Reproduce, without changes, the lines from the rows below starting at the line that contains "Please trace the outline of every instance of the snapshot" and ending at the line that contains "239 22 L 334". Include both of those lines.

## Raw data:
■ ■ ■

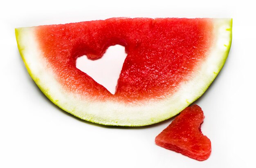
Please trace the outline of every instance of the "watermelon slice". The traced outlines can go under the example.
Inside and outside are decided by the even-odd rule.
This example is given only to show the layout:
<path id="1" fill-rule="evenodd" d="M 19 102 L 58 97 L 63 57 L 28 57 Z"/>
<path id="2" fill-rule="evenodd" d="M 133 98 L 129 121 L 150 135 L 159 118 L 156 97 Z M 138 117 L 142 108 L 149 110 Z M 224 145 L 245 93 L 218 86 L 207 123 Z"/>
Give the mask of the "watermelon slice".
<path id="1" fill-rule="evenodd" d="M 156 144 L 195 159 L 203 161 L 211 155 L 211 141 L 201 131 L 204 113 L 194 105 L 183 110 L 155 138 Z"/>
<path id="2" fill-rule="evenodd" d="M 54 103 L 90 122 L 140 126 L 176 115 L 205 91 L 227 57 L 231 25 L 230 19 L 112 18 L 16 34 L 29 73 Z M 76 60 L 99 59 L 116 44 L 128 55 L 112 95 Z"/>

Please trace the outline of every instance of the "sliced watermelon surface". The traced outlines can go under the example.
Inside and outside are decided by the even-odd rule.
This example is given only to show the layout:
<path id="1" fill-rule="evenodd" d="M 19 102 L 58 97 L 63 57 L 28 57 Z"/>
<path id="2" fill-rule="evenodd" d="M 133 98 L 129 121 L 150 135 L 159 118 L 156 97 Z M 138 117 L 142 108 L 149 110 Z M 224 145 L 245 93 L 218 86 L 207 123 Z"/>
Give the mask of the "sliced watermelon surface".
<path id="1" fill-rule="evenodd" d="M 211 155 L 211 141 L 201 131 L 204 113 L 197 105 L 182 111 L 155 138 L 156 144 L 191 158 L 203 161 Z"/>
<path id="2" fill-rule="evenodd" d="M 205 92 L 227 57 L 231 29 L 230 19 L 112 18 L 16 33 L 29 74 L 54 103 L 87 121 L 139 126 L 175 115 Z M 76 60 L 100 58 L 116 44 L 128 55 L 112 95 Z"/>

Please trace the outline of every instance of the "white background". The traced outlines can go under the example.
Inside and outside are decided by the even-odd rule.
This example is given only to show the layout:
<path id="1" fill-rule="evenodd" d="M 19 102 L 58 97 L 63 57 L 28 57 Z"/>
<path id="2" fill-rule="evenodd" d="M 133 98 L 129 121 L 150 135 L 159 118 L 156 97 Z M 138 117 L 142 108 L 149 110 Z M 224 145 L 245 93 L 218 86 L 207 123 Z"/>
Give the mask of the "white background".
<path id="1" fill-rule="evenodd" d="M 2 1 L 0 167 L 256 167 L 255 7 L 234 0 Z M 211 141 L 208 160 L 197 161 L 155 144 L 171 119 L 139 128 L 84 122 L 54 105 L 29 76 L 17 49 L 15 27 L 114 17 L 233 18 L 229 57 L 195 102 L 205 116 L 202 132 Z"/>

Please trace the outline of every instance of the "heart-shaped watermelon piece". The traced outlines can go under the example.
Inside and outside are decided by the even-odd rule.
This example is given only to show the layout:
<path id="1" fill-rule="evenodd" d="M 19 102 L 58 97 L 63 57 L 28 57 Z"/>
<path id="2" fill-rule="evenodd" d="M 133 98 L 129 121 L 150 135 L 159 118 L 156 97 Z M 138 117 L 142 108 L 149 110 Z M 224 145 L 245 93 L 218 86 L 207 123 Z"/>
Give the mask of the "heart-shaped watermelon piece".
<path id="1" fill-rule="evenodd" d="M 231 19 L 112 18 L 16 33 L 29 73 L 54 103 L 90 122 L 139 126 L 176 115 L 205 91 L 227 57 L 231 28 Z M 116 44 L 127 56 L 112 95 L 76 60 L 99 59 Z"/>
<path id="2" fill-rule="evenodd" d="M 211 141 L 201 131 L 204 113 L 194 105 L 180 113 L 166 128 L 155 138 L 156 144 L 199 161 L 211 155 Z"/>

■ ■ ■

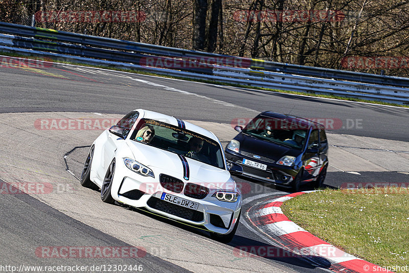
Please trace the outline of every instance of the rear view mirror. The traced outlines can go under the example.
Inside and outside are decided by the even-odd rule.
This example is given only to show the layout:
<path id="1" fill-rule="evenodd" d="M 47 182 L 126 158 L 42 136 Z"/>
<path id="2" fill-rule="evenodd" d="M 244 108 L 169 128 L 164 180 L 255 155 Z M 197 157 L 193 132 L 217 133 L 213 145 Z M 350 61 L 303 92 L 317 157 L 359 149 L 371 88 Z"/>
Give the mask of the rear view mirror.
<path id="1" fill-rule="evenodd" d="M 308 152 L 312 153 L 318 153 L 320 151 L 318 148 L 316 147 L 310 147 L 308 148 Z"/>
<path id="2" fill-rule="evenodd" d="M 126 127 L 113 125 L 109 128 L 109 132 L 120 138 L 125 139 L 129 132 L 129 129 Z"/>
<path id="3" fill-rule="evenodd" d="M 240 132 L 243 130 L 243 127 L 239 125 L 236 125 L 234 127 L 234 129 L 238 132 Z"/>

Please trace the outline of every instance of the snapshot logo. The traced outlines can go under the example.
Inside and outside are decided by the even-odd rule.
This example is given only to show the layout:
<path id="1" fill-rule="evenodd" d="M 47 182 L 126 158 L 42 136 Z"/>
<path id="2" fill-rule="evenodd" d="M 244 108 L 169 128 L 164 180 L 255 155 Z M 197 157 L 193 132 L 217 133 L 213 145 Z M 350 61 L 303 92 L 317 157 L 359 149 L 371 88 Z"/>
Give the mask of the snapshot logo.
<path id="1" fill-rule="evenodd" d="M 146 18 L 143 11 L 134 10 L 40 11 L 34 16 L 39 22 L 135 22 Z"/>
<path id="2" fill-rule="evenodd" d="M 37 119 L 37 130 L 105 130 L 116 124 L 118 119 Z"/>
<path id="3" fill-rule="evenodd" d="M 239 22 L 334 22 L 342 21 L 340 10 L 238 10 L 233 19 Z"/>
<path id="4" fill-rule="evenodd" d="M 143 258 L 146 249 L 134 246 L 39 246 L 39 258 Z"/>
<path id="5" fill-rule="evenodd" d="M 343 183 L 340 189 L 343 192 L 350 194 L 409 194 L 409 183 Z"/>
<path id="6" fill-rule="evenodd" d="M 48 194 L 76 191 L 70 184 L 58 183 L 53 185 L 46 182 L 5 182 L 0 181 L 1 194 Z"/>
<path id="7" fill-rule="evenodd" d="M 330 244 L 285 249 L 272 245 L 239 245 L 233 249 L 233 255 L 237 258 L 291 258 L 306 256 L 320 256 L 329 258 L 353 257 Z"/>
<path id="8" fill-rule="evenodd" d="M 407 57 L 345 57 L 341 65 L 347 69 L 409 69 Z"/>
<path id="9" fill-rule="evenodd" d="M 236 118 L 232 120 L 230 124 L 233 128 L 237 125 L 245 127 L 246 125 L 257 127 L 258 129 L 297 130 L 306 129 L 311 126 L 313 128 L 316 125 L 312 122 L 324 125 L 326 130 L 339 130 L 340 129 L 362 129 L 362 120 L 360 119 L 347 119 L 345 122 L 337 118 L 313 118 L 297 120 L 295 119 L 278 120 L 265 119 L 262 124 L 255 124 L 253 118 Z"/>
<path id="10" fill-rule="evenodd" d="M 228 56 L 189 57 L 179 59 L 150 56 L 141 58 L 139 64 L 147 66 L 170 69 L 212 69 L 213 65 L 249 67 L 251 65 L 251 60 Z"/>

■ ■ ■

## Written answer:
Please trace the outline of every instance of the snapshot logo. The traced outlines can go under the example.
Inside and outside are decided by the even-odd rule.
This example is given only to show the layout:
<path id="1" fill-rule="evenodd" d="M 47 182 L 126 158 L 42 136 Z"/>
<path id="2" fill-rule="evenodd" d="M 244 108 L 169 128 L 164 180 L 255 155 Z M 197 157 L 193 132 L 217 133 L 213 145 Z M 350 61 L 303 92 L 317 157 L 359 149 L 371 88 Z"/>
Give the mask of the snapshot logo.
<path id="1" fill-rule="evenodd" d="M 146 18 L 143 11 L 134 10 L 40 11 L 34 16 L 39 22 L 135 22 Z"/>
<path id="2" fill-rule="evenodd" d="M 37 119 L 37 130 L 105 130 L 116 124 L 118 119 Z"/>
<path id="3" fill-rule="evenodd" d="M 239 22 L 334 22 L 342 21 L 340 10 L 238 10 L 233 19 Z"/>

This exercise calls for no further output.